WHAT IS REQUIRED
Lines from the one containing "american flag napkin;" through the end of the data are to be returned exactly, and no others.

(Point annotation records)
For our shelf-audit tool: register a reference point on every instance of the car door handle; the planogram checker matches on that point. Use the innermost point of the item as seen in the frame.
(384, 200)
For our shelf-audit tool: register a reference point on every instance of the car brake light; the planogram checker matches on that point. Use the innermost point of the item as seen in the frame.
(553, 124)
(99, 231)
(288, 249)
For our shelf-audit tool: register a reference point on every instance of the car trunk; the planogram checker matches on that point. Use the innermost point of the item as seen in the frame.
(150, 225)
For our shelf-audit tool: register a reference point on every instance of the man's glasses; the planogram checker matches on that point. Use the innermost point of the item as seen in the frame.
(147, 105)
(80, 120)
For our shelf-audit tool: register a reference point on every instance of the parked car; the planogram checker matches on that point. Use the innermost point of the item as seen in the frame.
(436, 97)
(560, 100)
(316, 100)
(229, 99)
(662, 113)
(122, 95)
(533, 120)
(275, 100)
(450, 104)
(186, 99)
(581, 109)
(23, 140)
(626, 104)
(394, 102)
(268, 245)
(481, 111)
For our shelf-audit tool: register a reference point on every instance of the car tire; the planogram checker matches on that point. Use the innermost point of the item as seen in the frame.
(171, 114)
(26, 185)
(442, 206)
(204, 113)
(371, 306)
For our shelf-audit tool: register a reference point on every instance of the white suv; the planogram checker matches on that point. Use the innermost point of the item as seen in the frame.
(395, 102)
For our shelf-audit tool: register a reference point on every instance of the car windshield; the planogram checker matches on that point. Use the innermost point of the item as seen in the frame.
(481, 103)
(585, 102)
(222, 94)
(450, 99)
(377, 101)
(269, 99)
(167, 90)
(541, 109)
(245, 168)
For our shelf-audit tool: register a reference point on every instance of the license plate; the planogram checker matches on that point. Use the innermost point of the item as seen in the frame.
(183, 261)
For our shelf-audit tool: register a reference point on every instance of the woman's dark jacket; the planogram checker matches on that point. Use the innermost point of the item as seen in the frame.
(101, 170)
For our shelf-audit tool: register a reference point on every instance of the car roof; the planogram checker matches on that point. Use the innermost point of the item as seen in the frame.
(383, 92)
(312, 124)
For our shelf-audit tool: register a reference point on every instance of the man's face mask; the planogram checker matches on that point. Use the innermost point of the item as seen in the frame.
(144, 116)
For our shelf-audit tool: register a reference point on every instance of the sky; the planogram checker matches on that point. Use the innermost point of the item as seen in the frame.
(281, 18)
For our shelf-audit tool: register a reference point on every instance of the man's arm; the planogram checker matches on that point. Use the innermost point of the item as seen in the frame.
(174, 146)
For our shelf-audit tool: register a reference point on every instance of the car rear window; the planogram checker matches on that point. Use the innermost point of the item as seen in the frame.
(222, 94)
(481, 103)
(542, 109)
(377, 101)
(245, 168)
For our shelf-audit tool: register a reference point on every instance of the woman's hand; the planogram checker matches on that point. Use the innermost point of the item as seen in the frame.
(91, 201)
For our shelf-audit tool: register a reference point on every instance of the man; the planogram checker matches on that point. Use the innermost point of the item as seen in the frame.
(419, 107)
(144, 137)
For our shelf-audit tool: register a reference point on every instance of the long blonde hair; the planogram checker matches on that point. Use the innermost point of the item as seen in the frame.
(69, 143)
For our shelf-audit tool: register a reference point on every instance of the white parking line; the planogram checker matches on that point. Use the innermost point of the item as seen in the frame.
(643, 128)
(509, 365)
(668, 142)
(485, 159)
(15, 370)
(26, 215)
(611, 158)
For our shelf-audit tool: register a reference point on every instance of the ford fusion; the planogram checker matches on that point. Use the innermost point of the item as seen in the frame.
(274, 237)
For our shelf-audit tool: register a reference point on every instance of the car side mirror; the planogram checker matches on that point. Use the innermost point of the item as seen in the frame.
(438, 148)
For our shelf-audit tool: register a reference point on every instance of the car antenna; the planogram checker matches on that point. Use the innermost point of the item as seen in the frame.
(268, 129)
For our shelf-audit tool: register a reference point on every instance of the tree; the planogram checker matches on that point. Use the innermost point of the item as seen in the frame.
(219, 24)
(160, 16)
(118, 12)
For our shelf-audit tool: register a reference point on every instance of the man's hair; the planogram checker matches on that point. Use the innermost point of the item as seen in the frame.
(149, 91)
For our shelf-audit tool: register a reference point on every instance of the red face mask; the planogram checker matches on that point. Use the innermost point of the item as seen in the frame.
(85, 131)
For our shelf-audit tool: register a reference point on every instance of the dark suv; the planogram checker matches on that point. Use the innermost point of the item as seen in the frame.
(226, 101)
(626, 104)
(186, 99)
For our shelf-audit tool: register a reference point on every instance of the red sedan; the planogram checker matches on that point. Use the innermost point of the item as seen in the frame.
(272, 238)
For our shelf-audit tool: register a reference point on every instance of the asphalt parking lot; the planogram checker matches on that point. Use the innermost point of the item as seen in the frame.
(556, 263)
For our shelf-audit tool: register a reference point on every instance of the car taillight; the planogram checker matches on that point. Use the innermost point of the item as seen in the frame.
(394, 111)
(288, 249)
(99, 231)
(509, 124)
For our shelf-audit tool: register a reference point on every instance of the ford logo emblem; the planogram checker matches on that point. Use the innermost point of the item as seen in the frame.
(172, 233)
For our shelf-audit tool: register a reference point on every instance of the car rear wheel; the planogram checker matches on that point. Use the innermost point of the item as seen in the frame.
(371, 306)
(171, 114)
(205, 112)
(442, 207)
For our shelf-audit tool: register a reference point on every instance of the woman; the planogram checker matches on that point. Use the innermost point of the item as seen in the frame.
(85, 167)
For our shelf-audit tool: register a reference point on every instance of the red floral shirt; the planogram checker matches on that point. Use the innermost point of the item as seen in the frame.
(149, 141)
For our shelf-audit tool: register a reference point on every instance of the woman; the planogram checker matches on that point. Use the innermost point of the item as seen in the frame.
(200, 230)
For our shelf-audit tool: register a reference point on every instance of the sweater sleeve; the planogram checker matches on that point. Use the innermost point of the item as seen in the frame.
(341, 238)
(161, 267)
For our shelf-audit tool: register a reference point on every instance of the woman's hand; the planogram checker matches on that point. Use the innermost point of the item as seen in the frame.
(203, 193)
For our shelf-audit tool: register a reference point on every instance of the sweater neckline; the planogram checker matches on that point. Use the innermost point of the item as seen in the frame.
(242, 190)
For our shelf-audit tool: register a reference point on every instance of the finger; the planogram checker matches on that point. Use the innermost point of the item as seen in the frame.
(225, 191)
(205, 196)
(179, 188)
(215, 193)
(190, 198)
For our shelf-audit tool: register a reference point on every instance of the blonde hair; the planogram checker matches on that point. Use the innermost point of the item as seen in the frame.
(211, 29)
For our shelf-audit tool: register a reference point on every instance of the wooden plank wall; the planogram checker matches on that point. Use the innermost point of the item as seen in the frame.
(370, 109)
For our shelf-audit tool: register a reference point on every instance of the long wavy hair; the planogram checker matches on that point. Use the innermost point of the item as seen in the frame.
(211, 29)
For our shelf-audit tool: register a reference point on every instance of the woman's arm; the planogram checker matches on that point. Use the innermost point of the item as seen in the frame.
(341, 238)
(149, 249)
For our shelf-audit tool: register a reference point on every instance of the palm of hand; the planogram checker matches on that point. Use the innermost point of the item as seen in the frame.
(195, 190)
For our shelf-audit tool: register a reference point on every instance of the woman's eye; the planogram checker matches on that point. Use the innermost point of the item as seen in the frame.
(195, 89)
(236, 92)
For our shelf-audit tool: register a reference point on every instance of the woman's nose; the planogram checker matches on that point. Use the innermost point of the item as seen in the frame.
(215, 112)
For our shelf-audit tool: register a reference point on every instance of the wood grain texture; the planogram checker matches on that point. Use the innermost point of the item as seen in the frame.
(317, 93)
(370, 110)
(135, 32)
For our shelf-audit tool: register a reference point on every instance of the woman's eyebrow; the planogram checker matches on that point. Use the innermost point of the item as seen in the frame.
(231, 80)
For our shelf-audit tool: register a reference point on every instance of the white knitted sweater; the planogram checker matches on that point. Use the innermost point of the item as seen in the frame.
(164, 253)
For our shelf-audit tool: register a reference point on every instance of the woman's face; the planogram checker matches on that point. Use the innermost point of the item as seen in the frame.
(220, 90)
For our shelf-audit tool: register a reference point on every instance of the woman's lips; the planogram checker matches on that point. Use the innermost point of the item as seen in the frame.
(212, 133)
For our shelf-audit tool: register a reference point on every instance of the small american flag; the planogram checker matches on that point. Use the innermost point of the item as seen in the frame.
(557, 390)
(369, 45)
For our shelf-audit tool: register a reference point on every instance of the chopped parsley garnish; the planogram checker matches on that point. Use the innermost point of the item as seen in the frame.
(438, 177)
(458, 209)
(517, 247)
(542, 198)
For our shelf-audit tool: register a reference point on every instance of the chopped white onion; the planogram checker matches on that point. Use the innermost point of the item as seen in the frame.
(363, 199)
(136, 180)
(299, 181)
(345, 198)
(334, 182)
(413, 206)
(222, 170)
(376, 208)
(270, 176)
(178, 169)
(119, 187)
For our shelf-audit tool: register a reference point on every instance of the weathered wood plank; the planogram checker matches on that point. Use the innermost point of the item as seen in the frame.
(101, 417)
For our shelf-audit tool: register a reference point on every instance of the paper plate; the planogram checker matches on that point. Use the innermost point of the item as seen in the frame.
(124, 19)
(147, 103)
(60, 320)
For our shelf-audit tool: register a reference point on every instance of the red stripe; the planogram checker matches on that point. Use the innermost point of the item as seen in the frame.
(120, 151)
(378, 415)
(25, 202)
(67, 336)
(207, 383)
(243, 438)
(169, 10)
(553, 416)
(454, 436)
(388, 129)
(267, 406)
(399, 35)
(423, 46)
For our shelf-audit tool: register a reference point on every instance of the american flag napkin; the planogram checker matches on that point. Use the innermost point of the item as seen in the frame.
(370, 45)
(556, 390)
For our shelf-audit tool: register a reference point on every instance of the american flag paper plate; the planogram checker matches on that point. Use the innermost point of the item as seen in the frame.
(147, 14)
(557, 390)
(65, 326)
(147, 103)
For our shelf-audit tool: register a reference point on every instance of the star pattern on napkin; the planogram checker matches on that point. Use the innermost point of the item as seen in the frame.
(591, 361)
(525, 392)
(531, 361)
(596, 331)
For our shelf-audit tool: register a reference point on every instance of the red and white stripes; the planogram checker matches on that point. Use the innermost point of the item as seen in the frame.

TASK RESPONSE
For our shelf-audit tool: register a reference point on every instance of the american flag napkin; the planogram checker matches on that point. Use the innermost point of the item as seen in the frame.
(370, 45)
(556, 390)
For our shelf-audit tool: register a reference point on every instance of the american flag paper plate; the planogram checker matches on that point. Use the innermost point of the item as seen in the frame.
(147, 14)
(557, 390)
(65, 326)
(147, 103)
For our shelf-audit tool: register a reference point on every instance of the star pattern on napkin; the planogram checker matches on that point. Use the innermost point of the item as seen in the frame.
(591, 361)
(525, 392)
(531, 361)
(596, 331)
For our shelf-audit tool: register a reference point on every instance of the red and white stripes; the planogram checker matches on that point. Use the innermost point of the item as seen in the frame.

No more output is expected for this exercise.